#### What is being asked:
Translate this sentence from the passage on grouped descriptive statistics into Spanish: "There were 9 people treated using cognitive behavioural therapy (CBT) and 9 people who received no psychological treatment."

#### Excerpt:
┌──

Section author: Danielle J. Navarro and David R. Foxcroft

Descriptive statistics separately for each group¶

It is very commonly the case that you find yourself needing to look at descriptive statistics broken down by some grouping variable . This is pretty easy to do in jamovi. For instance, let’s say I want to look at the descriptive statistics for some clinical trial data, broken down separately by therapy type. This is a new data set, one that you’ve never seen before. The data is stored in the clinicaltrial data set and we’ll use it a lot in chapter Comparing several means (one-way ANOVA) (you can find a complete description of the data at the start of that chapter). Let’s load it and see what we’ve got:

Evidently there were three drugs: a placebo, something called “anxifree” and something called “joyzepam”, and there were 6 people administered each drug. There were 9 people treated using cognitive behavioural therapy (CBT) and 9 people who received no psychological treatment. And we can see from looking at the Descriptives of the mood.gain variable that most people did show a mood gain (mean = 0.88), though without knowing what the scale is here it’s hard to say much more than that. Still, that’s not too bad. Overall I feel that I learned something from that.

└──

#### Source information:
┌──

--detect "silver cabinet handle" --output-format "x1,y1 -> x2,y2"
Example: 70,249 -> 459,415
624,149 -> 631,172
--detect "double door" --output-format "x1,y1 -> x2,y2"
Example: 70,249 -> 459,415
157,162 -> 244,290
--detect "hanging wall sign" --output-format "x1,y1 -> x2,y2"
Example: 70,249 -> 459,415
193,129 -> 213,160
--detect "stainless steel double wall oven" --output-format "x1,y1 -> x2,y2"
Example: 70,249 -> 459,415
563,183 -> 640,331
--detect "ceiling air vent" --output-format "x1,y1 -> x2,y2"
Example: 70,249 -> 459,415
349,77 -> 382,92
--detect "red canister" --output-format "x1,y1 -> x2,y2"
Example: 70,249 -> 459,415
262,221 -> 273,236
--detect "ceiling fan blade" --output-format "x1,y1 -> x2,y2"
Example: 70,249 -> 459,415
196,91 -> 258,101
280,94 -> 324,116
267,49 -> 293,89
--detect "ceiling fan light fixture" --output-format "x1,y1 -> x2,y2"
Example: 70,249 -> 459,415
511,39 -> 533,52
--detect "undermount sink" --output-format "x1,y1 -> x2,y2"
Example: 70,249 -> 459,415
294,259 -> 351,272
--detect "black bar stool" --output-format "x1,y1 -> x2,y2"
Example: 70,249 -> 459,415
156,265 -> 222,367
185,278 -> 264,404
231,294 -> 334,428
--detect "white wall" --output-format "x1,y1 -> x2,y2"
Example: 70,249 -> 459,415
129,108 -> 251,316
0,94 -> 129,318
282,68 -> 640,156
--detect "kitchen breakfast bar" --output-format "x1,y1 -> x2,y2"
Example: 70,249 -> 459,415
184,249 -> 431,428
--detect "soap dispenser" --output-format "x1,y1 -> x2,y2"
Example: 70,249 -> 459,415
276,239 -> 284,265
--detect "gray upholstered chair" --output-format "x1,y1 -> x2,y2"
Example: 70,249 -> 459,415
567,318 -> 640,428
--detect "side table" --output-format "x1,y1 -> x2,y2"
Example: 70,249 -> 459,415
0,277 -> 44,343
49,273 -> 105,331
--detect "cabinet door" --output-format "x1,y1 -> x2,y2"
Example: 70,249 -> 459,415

└──

#### Answer to the problem:
Hubo 9 personas tratadas con terapia cognitivo-conductual (TCC) y 9 personas que no recibieron ningún tratamiento psicológico.